- **Given problem**
Convert every row below into a JSON list of strings, with one string per line and blank lines omitted.

- **Provided entries**
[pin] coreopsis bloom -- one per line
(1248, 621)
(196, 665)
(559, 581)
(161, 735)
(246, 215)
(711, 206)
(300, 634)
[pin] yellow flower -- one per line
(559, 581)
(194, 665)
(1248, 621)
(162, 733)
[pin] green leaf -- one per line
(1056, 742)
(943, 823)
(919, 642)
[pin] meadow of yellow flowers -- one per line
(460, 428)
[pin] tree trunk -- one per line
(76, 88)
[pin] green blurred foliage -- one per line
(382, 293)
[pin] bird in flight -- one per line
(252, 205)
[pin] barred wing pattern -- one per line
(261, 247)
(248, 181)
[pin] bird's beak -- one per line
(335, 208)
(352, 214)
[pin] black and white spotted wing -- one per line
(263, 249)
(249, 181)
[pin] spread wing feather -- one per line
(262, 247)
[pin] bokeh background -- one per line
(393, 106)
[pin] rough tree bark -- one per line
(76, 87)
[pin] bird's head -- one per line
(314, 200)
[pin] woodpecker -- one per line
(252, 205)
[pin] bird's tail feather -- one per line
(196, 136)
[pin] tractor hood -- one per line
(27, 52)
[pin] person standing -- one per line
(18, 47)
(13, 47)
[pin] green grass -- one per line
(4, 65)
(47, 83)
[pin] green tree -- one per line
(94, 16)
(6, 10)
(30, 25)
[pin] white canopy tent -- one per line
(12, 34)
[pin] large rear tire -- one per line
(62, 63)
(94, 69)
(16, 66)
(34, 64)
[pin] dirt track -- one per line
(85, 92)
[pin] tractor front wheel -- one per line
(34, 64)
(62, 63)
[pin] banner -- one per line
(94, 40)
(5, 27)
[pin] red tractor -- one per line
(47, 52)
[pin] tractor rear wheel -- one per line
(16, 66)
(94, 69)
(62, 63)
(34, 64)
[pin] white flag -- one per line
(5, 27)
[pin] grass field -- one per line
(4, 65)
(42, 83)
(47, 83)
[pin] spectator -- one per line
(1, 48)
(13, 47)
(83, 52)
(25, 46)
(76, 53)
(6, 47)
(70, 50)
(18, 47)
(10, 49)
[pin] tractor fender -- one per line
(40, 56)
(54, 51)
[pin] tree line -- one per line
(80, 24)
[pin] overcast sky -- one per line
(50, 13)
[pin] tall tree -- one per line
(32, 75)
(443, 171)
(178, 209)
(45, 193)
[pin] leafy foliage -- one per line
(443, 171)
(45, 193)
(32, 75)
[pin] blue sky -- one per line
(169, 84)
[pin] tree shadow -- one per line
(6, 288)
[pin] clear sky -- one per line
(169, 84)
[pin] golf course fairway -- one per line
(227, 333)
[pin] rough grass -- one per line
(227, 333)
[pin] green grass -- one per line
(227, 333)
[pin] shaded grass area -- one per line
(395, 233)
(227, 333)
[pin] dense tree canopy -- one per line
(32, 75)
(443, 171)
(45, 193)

- **Solution for this problem**
[
  "[pin] coreopsis bloom -- one per line",
  "(1248, 621)",
  "(196, 665)",
  "(559, 581)",
  "(161, 735)",
  "(246, 215)",
  "(711, 206)",
  "(300, 634)",
  "[pin] yellow flower -- one per line",
  "(559, 581)",
  "(194, 665)",
  "(1248, 621)",
  "(162, 733)",
  "[pin] green leaf -- one per line",
  "(1056, 742)",
  "(943, 823)",
  "(919, 642)",
  "[pin] meadow of yellow flowers -- one per line",
  "(460, 428)",
  "[pin] tree trunk -- one per line",
  "(76, 88)",
  "[pin] green blurred foliage -- one per line",
  "(382, 293)",
  "[pin] bird in flight -- one per line",
  "(252, 205)",
  "[pin] barred wing pattern -- one per line",
  "(261, 247)",
  "(248, 181)",
  "[pin] bird's beak -- one per line",
  "(335, 208)",
  "(352, 214)",
  "[pin] black and white spotted wing -- one per line",
  "(263, 249)",
  "(249, 181)",
  "[pin] spread wing feather -- one per line",
  "(262, 247)",
  "[pin] bokeh background -- one per line",
  "(393, 106)",
  "[pin] rough tree bark -- one per line",
  "(76, 87)",
  "[pin] bird's head -- one per line",
  "(314, 200)",
  "[pin] woodpecker -- one per line",
  "(252, 205)",
  "[pin] bird's tail feather -- one per line",
  "(196, 136)",
  "[pin] tractor hood -- one per line",
  "(27, 52)",
  "[pin] person standing -- one per line",
  "(18, 47)",
  "(13, 47)",
  "[pin] green grass -- one per line",
  "(4, 65)",
  "(47, 83)",
  "[pin] green tree -- one per line",
  "(94, 16)",
  "(6, 10)",
  "(30, 25)",
  "[pin] white canopy tent -- one per line",
  "(12, 34)",
  "[pin] large rear tire -- one per line",
  "(62, 63)",
  "(94, 69)",
  "(16, 66)",
  "(34, 64)",
  "[pin] dirt track -- one per line",
  "(85, 92)",
  "[pin] tractor front wheel -- one per line",
  "(34, 64)",
  "(62, 63)",
  "[pin] banner -- one per line",
  "(94, 40)",
  "(5, 27)",
  "[pin] red tractor -- one per line",
  "(47, 52)",
  "[pin] tractor rear wheel -- one per line",
  "(16, 66)",
  "(94, 69)",
  "(62, 63)",
  "(34, 64)",
  "[pin] white flag -- one per line",
  "(5, 27)",
  "[pin] grass field -- one per line",
  "(4, 65)",
  "(42, 83)",
  "(47, 83)",
  "[pin] spectator -- one per line",
  "(1, 48)",
  "(13, 47)",
  "(83, 52)",
  "(25, 46)",
  "(76, 53)",
  "(6, 47)",
  "(70, 50)",
  "(18, 47)",
  "(10, 49)",
  "[pin] tractor fender -- one per line",
  "(40, 56)",
  "(54, 51)",
  "[pin] tree line -- one per line",
  "(80, 24)",
  "[pin] overcast sky -- one per line",
  "(50, 13)",
  "[pin] tall tree -- one per line",
  "(32, 75)",
  "(443, 171)",
  "(178, 209)",
  "(45, 193)",
  "[pin] leafy foliage -- one per line",
  "(443, 171)",
  "(45, 193)",
  "(32, 75)",
  "[pin] blue sky -- one per line",
  "(169, 84)",
  "[pin] tree shadow -- one per line",
  "(6, 288)",
  "[pin] clear sky -- one per line",
  "(169, 84)",
  "[pin] golf course fairway -- one per line",
  "(227, 333)",
  "[pin] rough grass -- one per line",
  "(227, 333)",
  "[pin] green grass -- one per line",
  "(227, 333)",
  "[pin] shaded grass area -- one per line",
  "(395, 233)",
  "(227, 333)",
  "[pin] dense tree canopy -- one per line",
  "(32, 75)",
  "(443, 171)",
  "(45, 193)"
]